_Task to complete:_ Find each line in the records that contains the string "tree", and copy those lines out in full.

• • • • • • •

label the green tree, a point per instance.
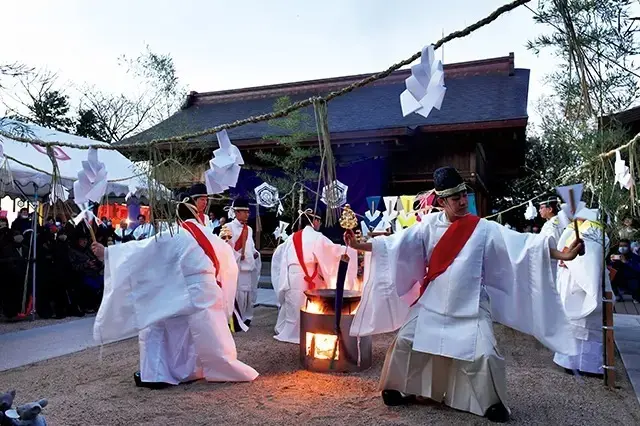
(595, 42)
(89, 126)
(292, 158)
(159, 96)
(39, 99)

• • • • • • •

_Written response:_
label the green tree, a point per instance.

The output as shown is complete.